[Start SOURCE RECORDS]

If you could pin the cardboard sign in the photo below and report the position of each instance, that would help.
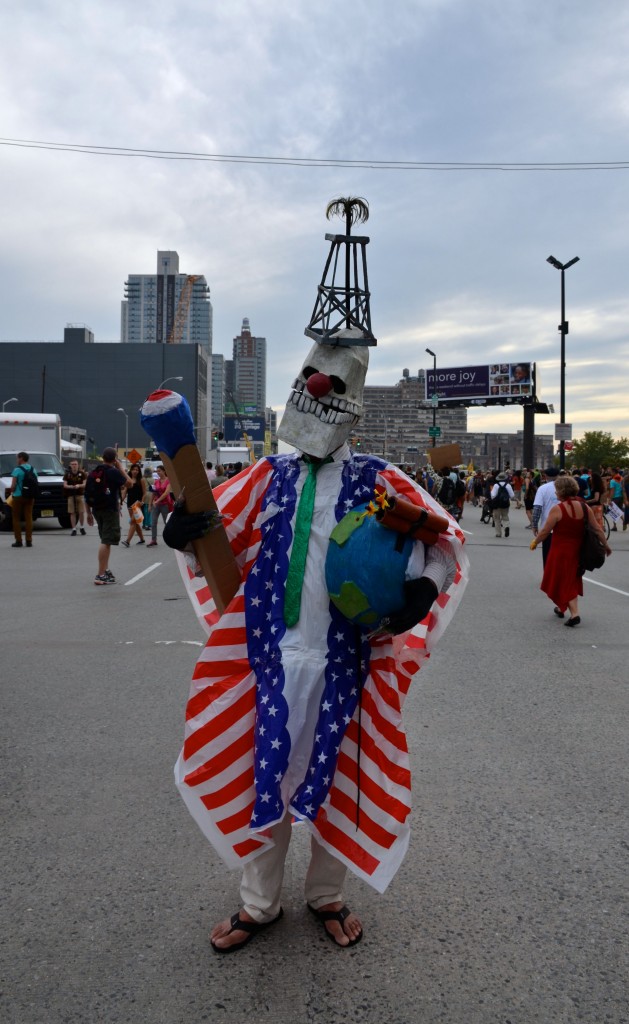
(186, 475)
(448, 455)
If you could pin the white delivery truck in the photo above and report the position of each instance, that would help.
(40, 435)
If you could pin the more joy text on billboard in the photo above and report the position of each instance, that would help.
(496, 382)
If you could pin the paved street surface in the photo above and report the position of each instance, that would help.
(510, 907)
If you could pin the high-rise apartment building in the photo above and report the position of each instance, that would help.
(218, 389)
(167, 306)
(246, 372)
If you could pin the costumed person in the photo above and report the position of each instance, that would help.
(295, 707)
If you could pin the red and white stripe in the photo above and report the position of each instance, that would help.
(364, 820)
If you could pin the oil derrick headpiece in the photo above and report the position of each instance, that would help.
(341, 314)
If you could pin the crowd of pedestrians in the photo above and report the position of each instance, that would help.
(147, 495)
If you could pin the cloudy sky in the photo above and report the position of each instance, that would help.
(457, 259)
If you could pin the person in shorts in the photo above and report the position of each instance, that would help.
(74, 486)
(102, 500)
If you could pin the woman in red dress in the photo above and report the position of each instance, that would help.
(562, 582)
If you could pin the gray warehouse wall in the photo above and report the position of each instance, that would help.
(85, 383)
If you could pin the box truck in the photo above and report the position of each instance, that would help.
(40, 435)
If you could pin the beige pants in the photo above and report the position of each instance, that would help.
(261, 885)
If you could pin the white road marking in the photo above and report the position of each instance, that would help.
(140, 574)
(605, 587)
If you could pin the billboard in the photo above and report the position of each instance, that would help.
(496, 383)
(255, 427)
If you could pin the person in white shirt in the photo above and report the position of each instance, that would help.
(501, 495)
(545, 500)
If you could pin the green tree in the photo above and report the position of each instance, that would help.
(597, 448)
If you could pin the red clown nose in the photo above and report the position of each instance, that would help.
(319, 384)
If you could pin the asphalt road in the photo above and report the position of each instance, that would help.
(511, 905)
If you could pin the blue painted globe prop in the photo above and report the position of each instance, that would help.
(365, 567)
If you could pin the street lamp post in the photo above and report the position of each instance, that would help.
(434, 403)
(563, 329)
(121, 410)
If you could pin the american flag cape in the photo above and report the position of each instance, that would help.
(355, 791)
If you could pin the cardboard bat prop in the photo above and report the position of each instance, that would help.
(167, 419)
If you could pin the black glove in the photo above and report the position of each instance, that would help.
(420, 595)
(182, 527)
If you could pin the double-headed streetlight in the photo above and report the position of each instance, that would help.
(563, 329)
(434, 395)
(121, 410)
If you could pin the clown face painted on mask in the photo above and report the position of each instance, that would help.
(326, 401)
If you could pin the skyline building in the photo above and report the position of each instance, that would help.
(246, 372)
(167, 306)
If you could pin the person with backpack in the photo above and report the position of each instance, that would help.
(102, 500)
(24, 493)
(447, 491)
(502, 493)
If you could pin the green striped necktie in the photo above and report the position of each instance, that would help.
(301, 534)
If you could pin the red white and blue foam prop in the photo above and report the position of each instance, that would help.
(167, 419)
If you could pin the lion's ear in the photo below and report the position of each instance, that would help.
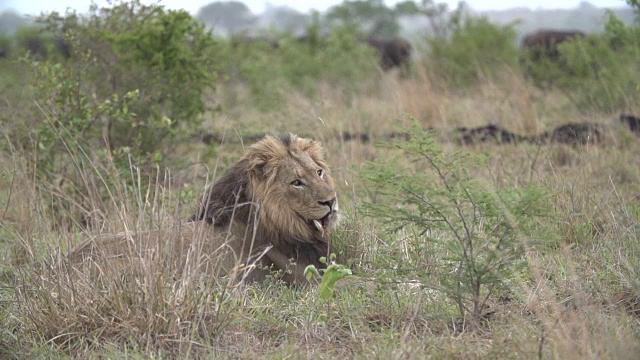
(262, 157)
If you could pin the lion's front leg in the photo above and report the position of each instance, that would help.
(293, 271)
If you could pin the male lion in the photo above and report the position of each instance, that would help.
(274, 209)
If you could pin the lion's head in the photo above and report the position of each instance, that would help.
(282, 187)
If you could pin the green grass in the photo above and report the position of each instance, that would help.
(565, 305)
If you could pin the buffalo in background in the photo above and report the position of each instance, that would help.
(544, 43)
(393, 52)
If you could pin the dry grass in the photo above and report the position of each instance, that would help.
(567, 306)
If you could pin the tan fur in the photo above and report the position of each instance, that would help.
(275, 206)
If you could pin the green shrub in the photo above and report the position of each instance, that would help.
(454, 232)
(476, 50)
(132, 87)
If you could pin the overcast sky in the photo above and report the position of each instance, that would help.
(35, 7)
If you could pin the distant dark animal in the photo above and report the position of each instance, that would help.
(487, 133)
(571, 134)
(393, 52)
(63, 46)
(632, 122)
(544, 43)
(240, 40)
(361, 137)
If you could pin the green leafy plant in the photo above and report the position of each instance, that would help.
(473, 234)
(329, 277)
(134, 84)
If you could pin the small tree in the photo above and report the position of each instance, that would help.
(134, 83)
(476, 234)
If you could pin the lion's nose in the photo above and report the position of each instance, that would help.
(330, 203)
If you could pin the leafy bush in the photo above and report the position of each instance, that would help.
(476, 50)
(133, 85)
(463, 237)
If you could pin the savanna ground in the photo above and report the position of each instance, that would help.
(571, 291)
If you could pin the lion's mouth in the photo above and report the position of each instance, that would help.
(324, 223)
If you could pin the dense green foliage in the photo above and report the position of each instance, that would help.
(474, 231)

[End SOURCE RECORDS]

== GIVEN TASK ==
Give all of the records above as a numbered list, omitting any blank lines and leaving out the pictures.

== RESPONSE FOR THIS EXERCISE ==
1. If you could pin the cardboard sign in the photo below and report the position of each instance, that would help.
2. (186, 475)
3. (448, 455)
4. If you could pin the white delivery truck in the photo above and report the position of each instance, that would help.
5. (40, 435)
6. If you could pin the more joy text on billboard in the photo above and report the position of each instance, that would help.
7. (496, 382)
8. If you could pin the paved street surface in the photo above and report the position of each instance, that would help.
9. (510, 907)
10. If you could pin the high-rise apartment building in the photo above and report the position of each instance, that would help.
11. (218, 389)
12. (167, 306)
13. (246, 372)
14. If you could pin the costumed person in the photo above and report the position of each instance, that would help.
15. (295, 707)
16. If you could pin the red and white stripe in the photo above and report the position of each instance, that would help.
17. (364, 820)
18. If you could pin the oil derrick headpiece in the photo above and report the position of each instance, that would help.
19. (341, 314)
20. If you could pin the crowd of pedestrians in the photo above and report the position of each instance, that would help.
21. (147, 495)
22. If you could pin the cloudy sky in the photo above and report the position of each instance, that would help.
23. (457, 259)
24. If you could pin the person in shorts in the photo above and report the position of each instance, that would help.
25. (74, 486)
26. (102, 500)
27. If you could pin the woman in red dress in the photo above and report the position of each instance, that would help.
28. (562, 582)
29. If you could pin the gray warehouse wall in the photo above and report the position of each instance, that would help.
30. (85, 383)
31. If you could pin the box truck in the photo above and report the position of each instance, that would help.
32. (40, 435)
33. If you could pin the beige pants in the photo above and report the position of each instance, that would help.
34. (261, 885)
35. If you could pin the white road marking in the photo above and report the position of each instance, that would help.
36. (140, 574)
37. (605, 587)
38. If you could pin the billboard in the photo above and report the position of each instance, that would help.
39. (496, 383)
40. (255, 427)
41. If you could pin the person in white shirt in the photo above and report the position of each instance, that would help.
42. (501, 495)
43. (545, 500)
44. If you could pin the green tree in the photo above and report the position of each instance, that would help.
45. (597, 448)
46. If you could pin the red clown nose in the photo above and report the position of each instance, that would help.
47. (319, 384)
48. If you could pin the asphalt road in the photo above and report the position of each instance, that would help.
49. (511, 905)
50. If you could pin the blue painted globe prop in the photo above and report the position of each instance, that would help.
51. (365, 567)
52. If you could pin the street lamp post in the photo above and report the position of each instance, that would help.
53. (434, 403)
54. (563, 329)
55. (121, 410)
56. If you could pin the american flag cape in the photo above and report the position of each instance, that would help.
57. (355, 791)
58. If you could pin the cardboard bat prop in the photo above and report the position of each instance, that would help.
59. (167, 419)
60. If you could pin the black glove in the photo above and report the position of each instance, that would help.
61. (420, 595)
62. (182, 527)
63. If you could pin the double-headed streetlight in the photo above and report the position of each instance, that would help.
64. (563, 329)
65. (434, 395)
66. (121, 410)
67. If you could pin the clown face painted on mask in the photo above and report the position of each instance, that would help.
68. (326, 401)
69. If you could pin the skyline building in the photo above and report the position of each instance, that would help.
70. (246, 372)
71. (167, 306)
72. If you could pin the person with backpack in the photo above and report the position of each instance, that would help.
73. (102, 500)
74. (24, 493)
75. (447, 491)
76. (502, 493)
77. If you could pin the green striped necktie in the photo above and report the position of each instance, that would help.
78. (301, 534)
79. If you could pin the red white and blue foam prop in the photo above and report the position of each instance, that would help.
80. (167, 419)
81. If you could pin the lion's ear in the photo below and report the position of each instance, that would help.
82. (262, 157)
83. If you could pin the lion's front leg in the photo above and report the position of each instance, that would help.
84. (293, 271)
85. If you could pin the male lion in the photo above and report the position of each instance, that would help.
86. (274, 209)
87. If you could pin the lion's head in the photo above and report the position of each instance, that would help.
88. (282, 187)
89. If you could pin the green grass in the photo above and report the position of each instance, that would help.
90. (565, 305)
91. If you could pin the buffalo in background in the photo above and report the position of each instance, that would help.
92. (544, 43)
93. (393, 52)
94. If you could pin the dry grass in the photo above and report the position of each instance, that would help.
95. (567, 306)
96. If you could pin the tan fur in the photo above and report the position of each instance, that would help.
97. (275, 206)
98. If you could pin the green shrub in the photo above and report the position of each instance, that would help.
99. (454, 232)
100. (476, 50)
101. (132, 87)
102. If you could pin the overcast sky in the photo above and report the position of each instance, that would help.
103. (35, 7)
104. If you could pin the distant dark animal in the photo above and report the position of each instance, that would help.
105. (487, 133)
106. (571, 134)
107. (393, 52)
108. (63, 46)
109. (632, 122)
110. (544, 43)
111. (240, 40)
112. (361, 137)
113. If you could pin the green leafy plant in the photo above and report the position of each instance, that would help.
114. (473, 234)
115. (329, 277)
116. (134, 84)
117. If you could pin the small tree in the photo above and report the position of each instance, that would help.
118. (134, 83)
119. (476, 234)
120. If you could pin the lion's nose in the photo above and report the position of each instance, that would help.
121. (330, 203)
122. If you could pin the leafy bush in the photo above and report the position of each instance, that would help.
123. (476, 50)
124. (133, 85)
125. (463, 237)
126. If you could pin the savanna ground in the photo above and report the position of each instance, that would help.
127. (571, 291)
128. If you could pin the lion's mouth in the photo above and report the position of each instance, that would help.
129. (324, 223)
130. If you could pin the dense green foliage in the photo above and report the position of each instance, that would help.
131. (474, 231)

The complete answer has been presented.